Task prompt: Everything in the listing below must be reproduced exactly, apart from its images.

Exercise input:
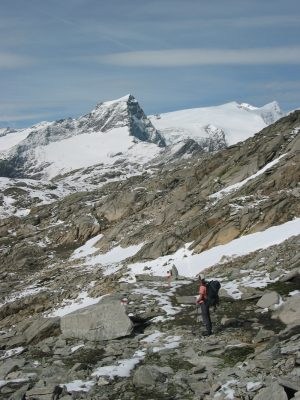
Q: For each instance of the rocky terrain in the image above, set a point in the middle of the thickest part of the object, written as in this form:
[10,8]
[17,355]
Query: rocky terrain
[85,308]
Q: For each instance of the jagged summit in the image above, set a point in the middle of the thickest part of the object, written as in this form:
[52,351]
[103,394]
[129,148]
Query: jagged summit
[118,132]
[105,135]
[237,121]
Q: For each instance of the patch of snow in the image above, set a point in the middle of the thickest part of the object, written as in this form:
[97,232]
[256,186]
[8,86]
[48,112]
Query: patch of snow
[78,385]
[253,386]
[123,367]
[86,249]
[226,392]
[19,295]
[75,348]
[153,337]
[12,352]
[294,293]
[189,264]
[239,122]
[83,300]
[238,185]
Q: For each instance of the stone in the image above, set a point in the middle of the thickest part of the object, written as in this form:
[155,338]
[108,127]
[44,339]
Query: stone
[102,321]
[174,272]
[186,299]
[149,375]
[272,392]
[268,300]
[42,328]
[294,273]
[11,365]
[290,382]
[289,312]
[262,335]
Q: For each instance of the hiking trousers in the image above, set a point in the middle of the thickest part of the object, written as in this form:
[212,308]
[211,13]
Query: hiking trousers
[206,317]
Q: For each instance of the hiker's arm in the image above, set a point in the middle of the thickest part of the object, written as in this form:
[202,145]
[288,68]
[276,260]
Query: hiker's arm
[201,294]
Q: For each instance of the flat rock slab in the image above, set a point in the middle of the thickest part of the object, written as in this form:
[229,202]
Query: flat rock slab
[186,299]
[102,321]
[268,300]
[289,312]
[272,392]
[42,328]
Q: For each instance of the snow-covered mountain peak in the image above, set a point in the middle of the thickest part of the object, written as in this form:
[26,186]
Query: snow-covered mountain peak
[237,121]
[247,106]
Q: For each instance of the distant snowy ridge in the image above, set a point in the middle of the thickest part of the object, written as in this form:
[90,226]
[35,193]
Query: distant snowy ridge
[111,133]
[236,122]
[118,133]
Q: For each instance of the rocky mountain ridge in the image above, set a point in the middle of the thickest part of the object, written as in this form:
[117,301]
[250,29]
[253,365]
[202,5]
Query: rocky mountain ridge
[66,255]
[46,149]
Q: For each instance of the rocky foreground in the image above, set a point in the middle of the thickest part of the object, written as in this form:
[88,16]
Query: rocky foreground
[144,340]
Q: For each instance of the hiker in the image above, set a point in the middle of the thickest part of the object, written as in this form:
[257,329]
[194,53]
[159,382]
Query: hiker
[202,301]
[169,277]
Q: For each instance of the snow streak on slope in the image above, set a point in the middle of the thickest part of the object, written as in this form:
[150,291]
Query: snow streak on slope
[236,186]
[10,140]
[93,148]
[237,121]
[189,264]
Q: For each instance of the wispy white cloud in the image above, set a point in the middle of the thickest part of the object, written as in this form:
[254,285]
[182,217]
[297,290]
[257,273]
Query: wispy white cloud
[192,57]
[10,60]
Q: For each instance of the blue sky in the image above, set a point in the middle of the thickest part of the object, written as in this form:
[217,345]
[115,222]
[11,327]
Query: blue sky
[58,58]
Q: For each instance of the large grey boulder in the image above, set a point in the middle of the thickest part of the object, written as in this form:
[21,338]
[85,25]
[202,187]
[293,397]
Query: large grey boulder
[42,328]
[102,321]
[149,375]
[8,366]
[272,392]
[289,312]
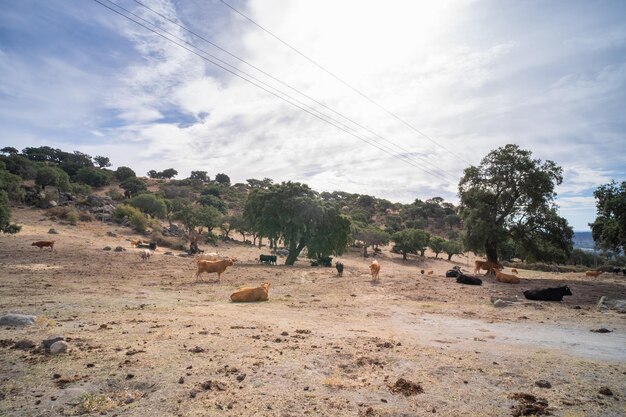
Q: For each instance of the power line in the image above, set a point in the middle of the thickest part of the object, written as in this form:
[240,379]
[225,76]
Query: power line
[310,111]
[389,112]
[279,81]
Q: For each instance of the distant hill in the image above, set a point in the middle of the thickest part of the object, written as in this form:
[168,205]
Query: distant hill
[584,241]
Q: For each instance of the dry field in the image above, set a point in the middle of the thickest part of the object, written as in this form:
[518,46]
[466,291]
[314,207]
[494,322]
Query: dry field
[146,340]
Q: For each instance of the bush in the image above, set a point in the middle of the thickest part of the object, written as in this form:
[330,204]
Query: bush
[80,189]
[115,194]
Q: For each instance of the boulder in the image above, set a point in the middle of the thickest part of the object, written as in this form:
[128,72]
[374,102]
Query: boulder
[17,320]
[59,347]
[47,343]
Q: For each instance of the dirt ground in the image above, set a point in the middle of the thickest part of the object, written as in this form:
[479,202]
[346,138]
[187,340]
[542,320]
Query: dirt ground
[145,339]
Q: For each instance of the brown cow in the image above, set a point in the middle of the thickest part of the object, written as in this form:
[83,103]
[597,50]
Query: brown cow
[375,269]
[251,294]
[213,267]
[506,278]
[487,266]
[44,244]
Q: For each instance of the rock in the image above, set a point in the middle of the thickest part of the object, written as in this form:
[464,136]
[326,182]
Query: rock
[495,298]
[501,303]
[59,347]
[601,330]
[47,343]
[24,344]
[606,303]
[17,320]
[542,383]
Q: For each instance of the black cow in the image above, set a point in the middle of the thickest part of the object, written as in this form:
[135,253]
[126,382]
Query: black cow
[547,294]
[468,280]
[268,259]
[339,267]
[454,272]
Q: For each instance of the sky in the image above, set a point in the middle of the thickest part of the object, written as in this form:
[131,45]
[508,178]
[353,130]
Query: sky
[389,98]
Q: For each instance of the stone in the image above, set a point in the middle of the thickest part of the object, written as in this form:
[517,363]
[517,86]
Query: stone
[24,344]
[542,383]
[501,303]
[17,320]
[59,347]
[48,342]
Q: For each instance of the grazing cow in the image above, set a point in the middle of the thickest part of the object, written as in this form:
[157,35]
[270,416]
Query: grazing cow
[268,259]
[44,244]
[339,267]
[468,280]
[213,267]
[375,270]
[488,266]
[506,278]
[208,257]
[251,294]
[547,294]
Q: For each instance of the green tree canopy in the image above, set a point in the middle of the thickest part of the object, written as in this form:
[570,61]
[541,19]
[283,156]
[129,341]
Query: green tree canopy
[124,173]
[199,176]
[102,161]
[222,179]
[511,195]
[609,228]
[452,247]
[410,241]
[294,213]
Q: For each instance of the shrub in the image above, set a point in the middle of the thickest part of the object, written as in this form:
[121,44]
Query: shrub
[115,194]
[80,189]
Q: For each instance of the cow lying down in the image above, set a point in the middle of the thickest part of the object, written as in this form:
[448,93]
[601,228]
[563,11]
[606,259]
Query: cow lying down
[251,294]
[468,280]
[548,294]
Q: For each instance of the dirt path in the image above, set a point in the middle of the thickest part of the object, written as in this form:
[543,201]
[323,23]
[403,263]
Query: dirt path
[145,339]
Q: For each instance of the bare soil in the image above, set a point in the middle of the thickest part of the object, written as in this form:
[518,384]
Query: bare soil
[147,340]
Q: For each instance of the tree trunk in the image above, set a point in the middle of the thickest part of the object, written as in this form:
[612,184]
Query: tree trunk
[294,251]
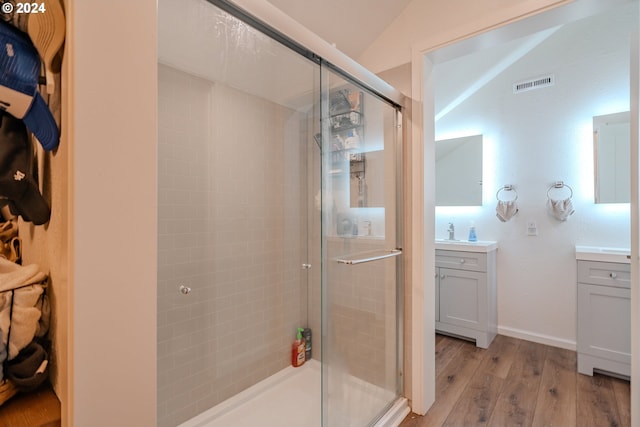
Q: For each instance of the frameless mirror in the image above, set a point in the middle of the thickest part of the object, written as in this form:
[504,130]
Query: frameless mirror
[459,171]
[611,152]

Result of the task:
Q: For each instance of the rocky terrain in the image above, set a point in the middle of the thickest part of the object, written as in this form:
[10,8]
[17,355]
Query: rocky terrain
[85,308]
Q: For each instance of the jagged summit in the image above, set a point in the middle of the thickest part of the object, written as in this form:
[52,351]
[103,394]
[129,148]
Query: jagged summit
[118,132]
[105,135]
[237,121]
Q: For each instance of the patch of snow in the image above, set a point in the middle of the thickest part of the object, written as in this form:
[97,232]
[256,186]
[8,86]
[48,112]
Query: patch of snow
[78,385]
[253,386]
[123,367]
[86,249]
[226,392]
[19,295]
[75,348]
[153,337]
[12,352]
[294,293]
[189,264]
[239,122]
[83,300]
[238,185]
Q: For each instance of the stone in the image above, set a point in the middle of the thickest part of the object, written as in this form:
[155,338]
[108,127]
[44,339]
Query: stone
[102,321]
[174,272]
[186,299]
[149,375]
[272,392]
[268,300]
[42,328]
[294,273]
[11,365]
[290,382]
[289,312]
[262,335]
Q: For each instance of the hiking trousers in the image above, set a point in the middle of the thickest part of the object, written as in this form:
[212,308]
[211,13]
Query: hiking trousers
[206,317]
Q: For each instance of the hiker's arm in the image above, set a point in the middle of the thickest part of the object, written as in this form:
[202,145]
[288,68]
[276,260]
Query: hiker's arm
[201,294]
Q: For each instance of the flat rock slab in the image above, set a point in the middle of the thickest part of the object, written as in this form:
[229,202]
Query: flat rock slab
[186,299]
[102,321]
[268,300]
[289,312]
[272,392]
[42,328]
Q: For each instance of the snow-covered mountain peak in the image above, set a point in the middle of the thickest part of the object, written as in this form:
[26,186]
Query: snow-covered mountain peak
[237,121]
[247,106]
Q: For each instance of the distant snowy ridge in the image above, set a point in the middle of the thickest part of the object, written as in this form:
[90,226]
[35,193]
Query: distant snowy ridge
[111,133]
[236,122]
[118,133]
Q: For each instance of the rocky mountain ridge in the image above, set a point in the middle of the thickest part of the object, written as in this form:
[117,301]
[250,29]
[253,365]
[202,5]
Query: rocky mountain ridge
[66,255]
[46,149]
Q: For each instance of the rocky foreground in the image above, set a point in the middle of the thickest part of the object, written as in this form:
[88,16]
Query: rocky foreground
[144,340]
Q: For each instance of the hiker in the image above, set a point in the middle of the thickest part of the object, written as in this form:
[257,329]
[194,53]
[159,382]
Query: hiker
[202,301]
[169,277]
Q: For each instance of the snow streak on slope in the image above, set a point in the middle of the thickest part of the object, written as in this form:
[150,291]
Query: snow streak on slope
[236,186]
[10,140]
[93,148]
[237,121]
[189,264]
Q: For each instance of the wispy white cloud in the image above, set a point in the middle of the thickest part of the object, written as in this form:
[254,285]
[182,217]
[297,290]
[257,273]
Query: wispy white cloud
[192,57]
[10,60]
Q: For each instance of the blue sky in the image above, set a point in the middle of the thickest part of the object, written as in this form:
[217,345]
[115,222]
[11,327]
Query: blue sky
[58,58]
Q: For each instance of the large grey boulder in the image above, set a point in the middle of the thickest part of the object, written as in this form:
[21,338]
[85,25]
[202,187]
[293,397]
Query: large grey boulder
[42,328]
[102,321]
[149,375]
[8,366]
[272,392]
[289,312]
Q: For each instance of the power line in the image above, set a point in the middle of the thickest part of the object, written as in this form:
[240,379]
[225,76]
Query: power line
[310,111]
[389,112]
[279,81]
Q: For each instance of the distant hill in the image above, set a point in the middle of the thickest part of the object, written as in this form:
[168,205]
Query: distant hill
[584,241]
Q: For each instance of the dry field in the image above, set a point in the middle of the thickest part of the object, written as in this form:
[518,46]
[466,291]
[314,207]
[494,322]
Query: dry field
[146,340]
Q: For each instance of the bush in the image above, set a point in the middle of the thickest part of the object, written as in this form:
[330,204]
Query: bush
[80,189]
[115,194]
Q: For each instance of the boulder in the image above, set a point in the middle of the thickest part of the object, written as in this form:
[128,72]
[374,102]
Query: boulder
[17,320]
[59,347]
[47,343]
Q: For each instance of the dirt ground in the image above, set a point in the middle of the thickest part of the object, written as in this form:
[479,202]
[346,138]
[187,340]
[542,320]
Query: dirt ground
[145,339]
Q: For each instance of the brown cow in the image above, set a point in the middle of the thickest part of the object, written as in this form:
[83,103]
[597,50]
Query: brown cow
[375,269]
[251,294]
[213,267]
[506,278]
[487,266]
[44,244]
Q: For each instance of the rock in the image above, set a point in the middle of the thickest part of the object, written as in this form:
[464,136]
[326,182]
Query: rock
[495,298]
[501,303]
[59,347]
[601,330]
[47,343]
[24,344]
[606,303]
[17,320]
[542,383]
Q: For each instance of the black cow in the image above, set a point in the middle of the thickest part of the object, written as in this form:
[135,253]
[126,382]
Query: black cow
[547,294]
[468,280]
[268,259]
[339,267]
[454,272]
Q: For each instance of the sky in the image above, set a point in the middle of the thickest part of the object, written as in this form:
[131,45]
[508,178]
[353,130]
Query: sky
[389,98]
Q: For each instance of the stone in the image above, set a point in the middle of the thickest part of the object, written as in this form:
[517,363]
[517,86]
Query: stone
[24,344]
[542,383]
[501,303]
[17,320]
[59,347]
[48,342]
Q: For each instance of the grazing cow in the image above, set a point in the middle of the thickest part of the object, written as in this form:
[157,35]
[270,416]
Query: grazing cow
[268,259]
[44,244]
[339,267]
[468,280]
[213,267]
[375,270]
[488,266]
[506,278]
[208,257]
[251,294]
[547,294]
Q: For each instance of the green tree canopy in the image above, set a point in the middle of the thickest part of the object, written as in this form:
[570,61]
[541,19]
[283,156]
[129,341]
Query: green tree canopy
[124,173]
[199,176]
[102,161]
[222,179]
[511,195]
[609,228]
[452,247]
[410,241]
[294,213]
Q: For each instance of the shrub in the image above, set a point in the middle of the thickest part of the object, written as in this form:
[121,44]
Query: shrub
[115,194]
[80,189]
Q: For each instance of the cow lying down in the image above, set a point in the middle of the thickest part of the object, written as in this form:
[448,93]
[601,228]
[563,11]
[606,259]
Query: cow lying down
[251,294]
[468,280]
[548,294]
Q: For each instance of the dirt path in the image above, set a point in the middle of the thickest part of the object, written as in this form:
[543,201]
[323,23]
[403,263]
Query: dirt path
[145,339]
Q: For each instance of the bare soil in the image above, set a point in the middle of the thickest part of the object, written as in this form:
[518,384]
Query: bare soil
[147,340]
Q: For each instance of the tree trunk in the image above, set a point in the middle of the thickest part of the object, written as in this form:
[612,184]
Query: tree trunk
[294,251]
Q: For each instance of the frameless mirror in the image above, set a point in the middle of the thickest part of the object, written as in this form:
[504,130]
Query: frameless mirror
[459,171]
[611,152]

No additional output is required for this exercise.